● **WORK INSTRUCTIONS**
Pull out every line of the records below that contains the string "dark", where case counts. Which lines are they?

(Records of labeled points)
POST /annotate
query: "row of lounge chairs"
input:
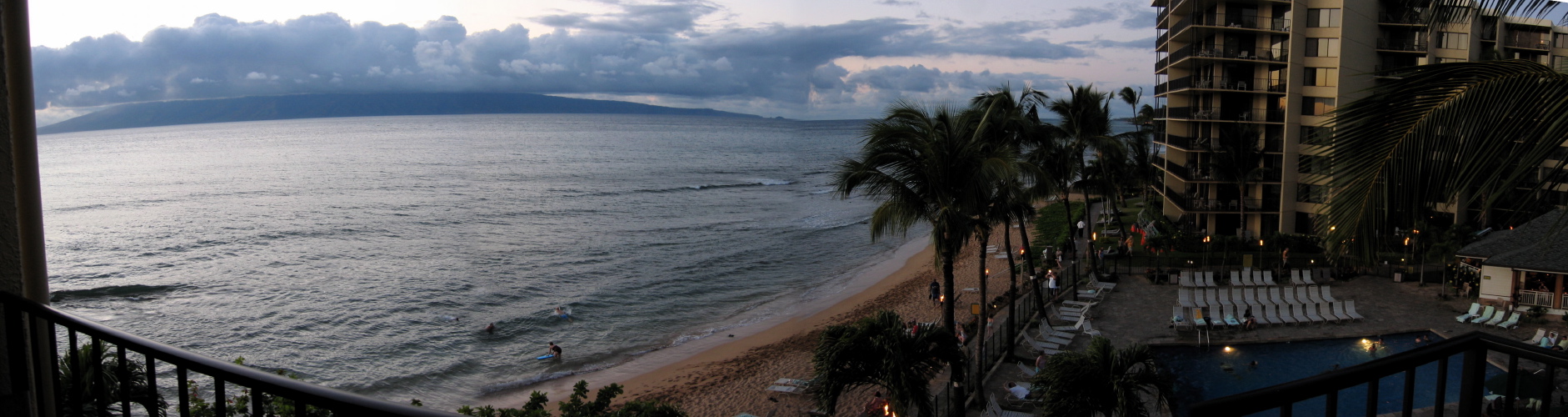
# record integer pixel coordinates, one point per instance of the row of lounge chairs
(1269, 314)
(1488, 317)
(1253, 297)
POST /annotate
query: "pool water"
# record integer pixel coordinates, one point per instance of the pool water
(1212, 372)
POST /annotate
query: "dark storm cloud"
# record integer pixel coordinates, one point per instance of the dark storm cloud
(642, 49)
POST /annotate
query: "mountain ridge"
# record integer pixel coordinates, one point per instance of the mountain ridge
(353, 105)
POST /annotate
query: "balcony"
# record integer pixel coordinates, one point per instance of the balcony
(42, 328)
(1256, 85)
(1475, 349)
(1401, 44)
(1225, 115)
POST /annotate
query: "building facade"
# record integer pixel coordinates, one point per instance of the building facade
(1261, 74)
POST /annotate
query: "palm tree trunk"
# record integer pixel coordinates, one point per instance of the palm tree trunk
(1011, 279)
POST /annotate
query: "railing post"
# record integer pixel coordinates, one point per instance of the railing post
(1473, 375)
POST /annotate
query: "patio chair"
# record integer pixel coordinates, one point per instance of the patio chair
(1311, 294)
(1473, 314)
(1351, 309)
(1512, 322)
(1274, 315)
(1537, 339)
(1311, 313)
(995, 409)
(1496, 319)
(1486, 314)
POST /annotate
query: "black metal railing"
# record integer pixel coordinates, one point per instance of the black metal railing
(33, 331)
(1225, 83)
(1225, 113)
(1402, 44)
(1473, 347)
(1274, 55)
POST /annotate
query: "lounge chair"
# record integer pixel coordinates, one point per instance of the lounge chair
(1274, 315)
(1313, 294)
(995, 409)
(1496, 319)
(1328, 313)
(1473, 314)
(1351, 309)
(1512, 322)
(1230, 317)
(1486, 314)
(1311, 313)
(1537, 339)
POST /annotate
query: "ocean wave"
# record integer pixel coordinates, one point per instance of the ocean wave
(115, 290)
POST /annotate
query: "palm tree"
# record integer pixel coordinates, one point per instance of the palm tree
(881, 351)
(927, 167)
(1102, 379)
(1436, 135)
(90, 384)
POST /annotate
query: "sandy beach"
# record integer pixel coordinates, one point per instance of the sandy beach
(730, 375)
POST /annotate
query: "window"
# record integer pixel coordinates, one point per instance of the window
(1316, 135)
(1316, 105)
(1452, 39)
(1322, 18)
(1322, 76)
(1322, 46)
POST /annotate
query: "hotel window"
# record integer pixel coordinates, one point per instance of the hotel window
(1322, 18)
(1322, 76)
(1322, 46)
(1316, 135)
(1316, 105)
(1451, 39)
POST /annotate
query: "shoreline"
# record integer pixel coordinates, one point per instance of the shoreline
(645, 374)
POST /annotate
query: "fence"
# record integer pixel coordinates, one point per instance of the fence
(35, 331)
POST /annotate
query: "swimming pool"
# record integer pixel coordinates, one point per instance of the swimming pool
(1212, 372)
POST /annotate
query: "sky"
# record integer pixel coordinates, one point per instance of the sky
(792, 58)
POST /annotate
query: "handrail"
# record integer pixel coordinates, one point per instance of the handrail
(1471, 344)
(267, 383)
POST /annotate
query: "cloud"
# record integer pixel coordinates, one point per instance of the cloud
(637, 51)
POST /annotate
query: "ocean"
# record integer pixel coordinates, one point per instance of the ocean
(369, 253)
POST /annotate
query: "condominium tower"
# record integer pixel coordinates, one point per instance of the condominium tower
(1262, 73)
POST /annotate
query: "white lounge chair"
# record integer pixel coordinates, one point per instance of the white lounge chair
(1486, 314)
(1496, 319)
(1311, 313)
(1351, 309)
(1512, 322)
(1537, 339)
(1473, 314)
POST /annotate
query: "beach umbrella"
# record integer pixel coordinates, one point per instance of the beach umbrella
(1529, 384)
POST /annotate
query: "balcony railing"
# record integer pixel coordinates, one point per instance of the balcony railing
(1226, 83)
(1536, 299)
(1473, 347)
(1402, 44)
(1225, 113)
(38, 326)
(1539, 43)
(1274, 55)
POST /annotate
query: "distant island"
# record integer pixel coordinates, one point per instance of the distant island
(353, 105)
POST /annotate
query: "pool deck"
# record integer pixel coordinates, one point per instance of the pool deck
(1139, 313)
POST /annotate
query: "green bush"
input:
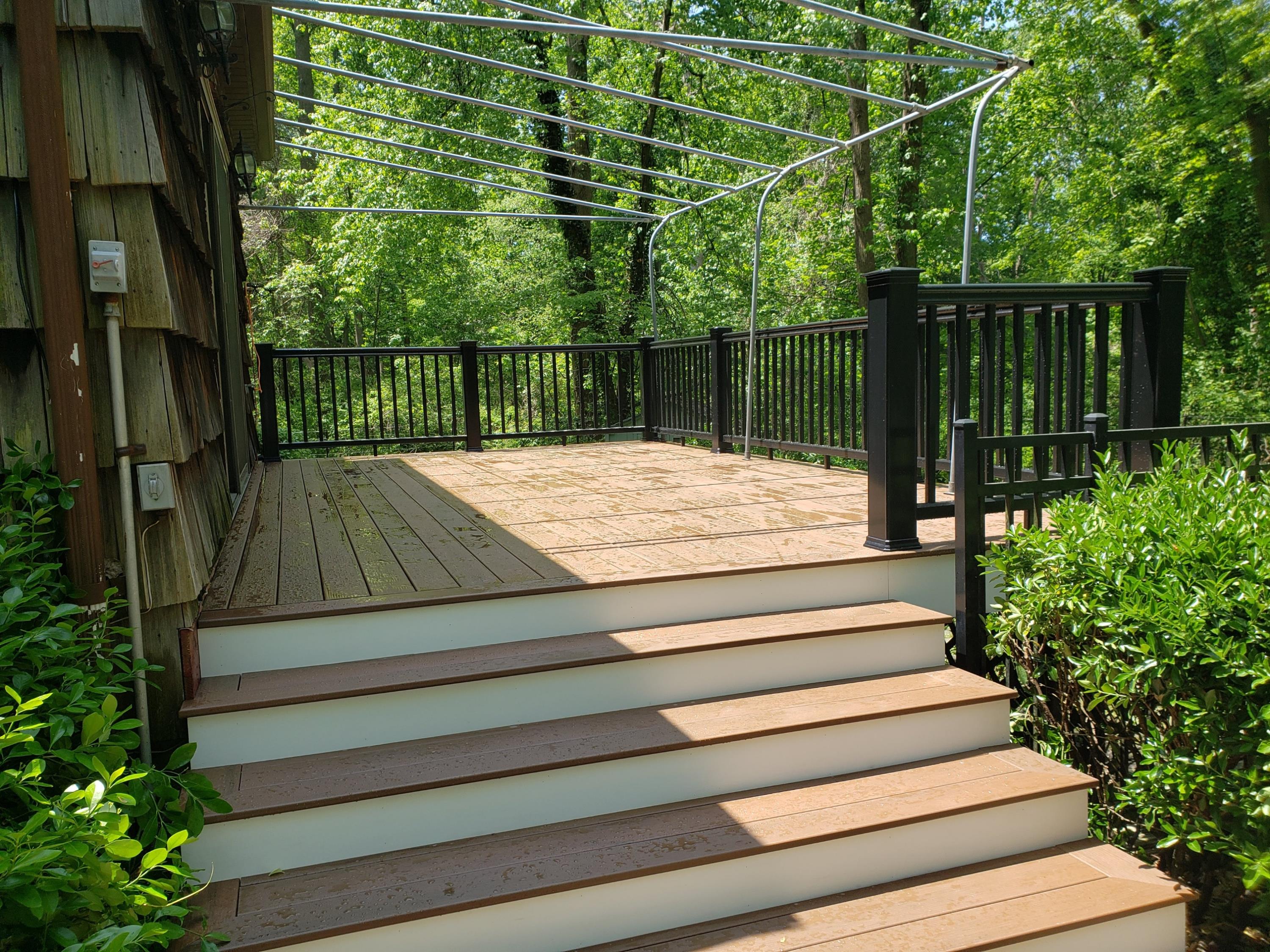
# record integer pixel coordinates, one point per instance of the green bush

...

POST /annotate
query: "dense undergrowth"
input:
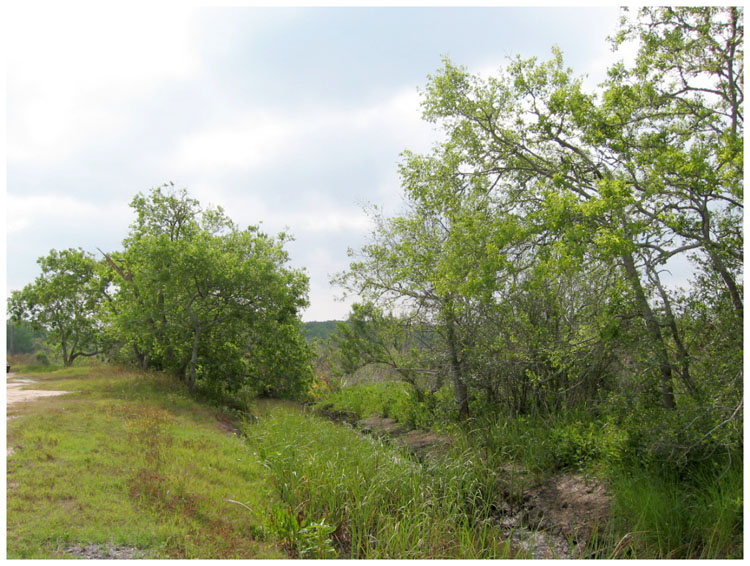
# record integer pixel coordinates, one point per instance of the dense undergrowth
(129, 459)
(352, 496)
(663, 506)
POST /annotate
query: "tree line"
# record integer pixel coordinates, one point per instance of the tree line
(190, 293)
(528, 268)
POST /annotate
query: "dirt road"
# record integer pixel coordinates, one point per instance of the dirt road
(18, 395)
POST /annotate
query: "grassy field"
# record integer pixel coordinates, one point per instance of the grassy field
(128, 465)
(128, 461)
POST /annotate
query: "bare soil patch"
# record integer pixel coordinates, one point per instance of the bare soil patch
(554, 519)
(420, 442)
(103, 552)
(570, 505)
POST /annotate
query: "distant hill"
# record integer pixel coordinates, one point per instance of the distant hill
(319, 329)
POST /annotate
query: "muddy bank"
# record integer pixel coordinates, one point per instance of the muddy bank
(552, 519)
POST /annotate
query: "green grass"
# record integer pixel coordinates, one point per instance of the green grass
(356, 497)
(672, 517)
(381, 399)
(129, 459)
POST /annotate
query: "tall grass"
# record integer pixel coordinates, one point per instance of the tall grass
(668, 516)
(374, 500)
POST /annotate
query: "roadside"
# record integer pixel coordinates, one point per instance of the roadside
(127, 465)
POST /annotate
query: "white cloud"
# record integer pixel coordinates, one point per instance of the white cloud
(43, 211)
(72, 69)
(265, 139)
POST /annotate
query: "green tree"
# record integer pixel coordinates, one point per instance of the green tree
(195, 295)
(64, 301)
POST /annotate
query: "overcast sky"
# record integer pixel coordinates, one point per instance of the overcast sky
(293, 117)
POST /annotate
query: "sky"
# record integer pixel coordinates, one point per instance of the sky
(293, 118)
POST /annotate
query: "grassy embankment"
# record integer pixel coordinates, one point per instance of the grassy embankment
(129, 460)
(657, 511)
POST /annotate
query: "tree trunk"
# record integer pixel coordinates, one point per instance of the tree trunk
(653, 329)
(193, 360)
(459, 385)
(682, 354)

* * *

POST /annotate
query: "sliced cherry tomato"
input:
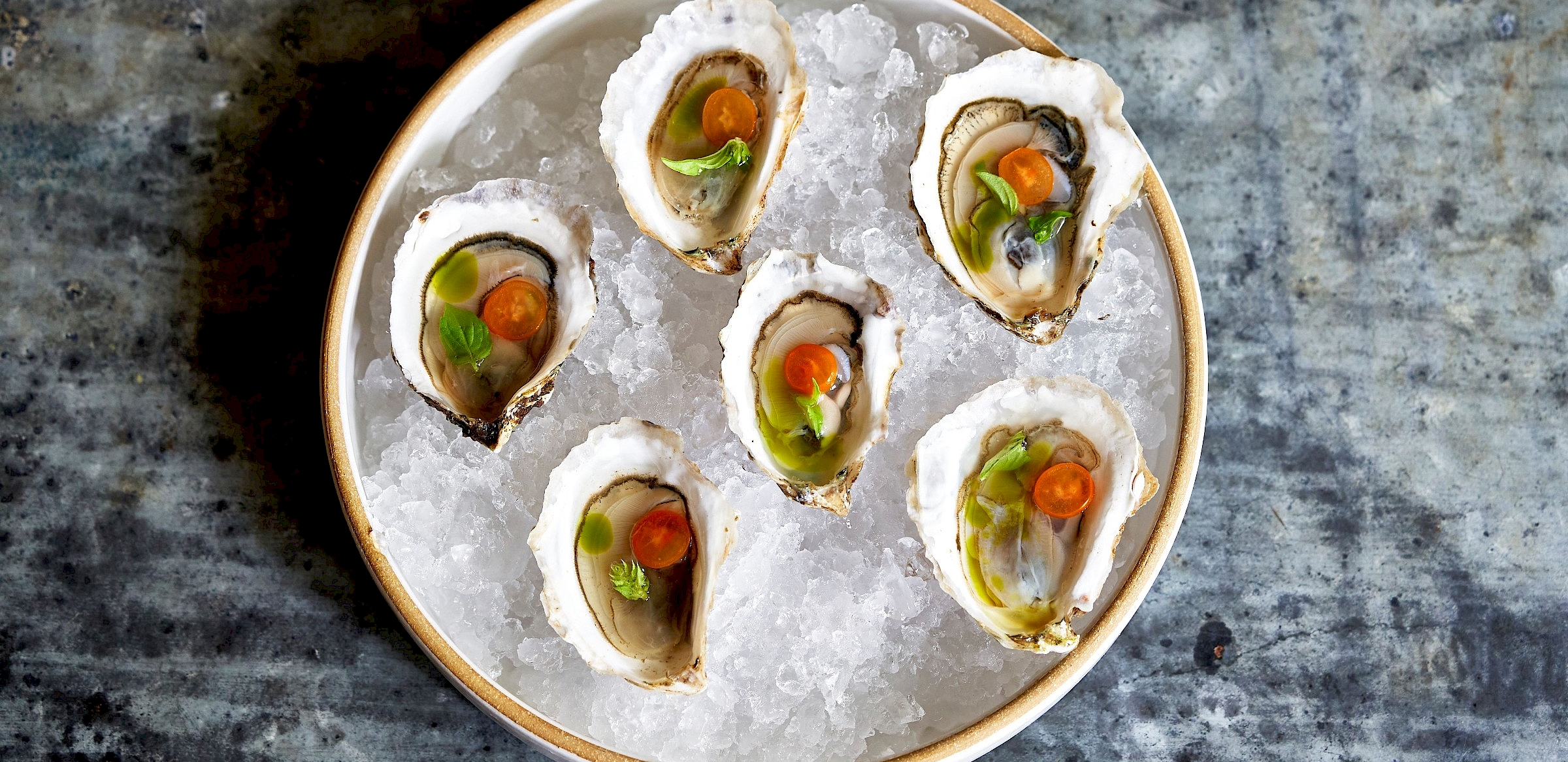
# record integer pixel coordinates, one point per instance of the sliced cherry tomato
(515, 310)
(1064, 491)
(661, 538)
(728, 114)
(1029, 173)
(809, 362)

● **FINAL ANSWER**
query: "dark storm cloud"
# record integer pixel coordinates, one point per instance of the dark storm cloud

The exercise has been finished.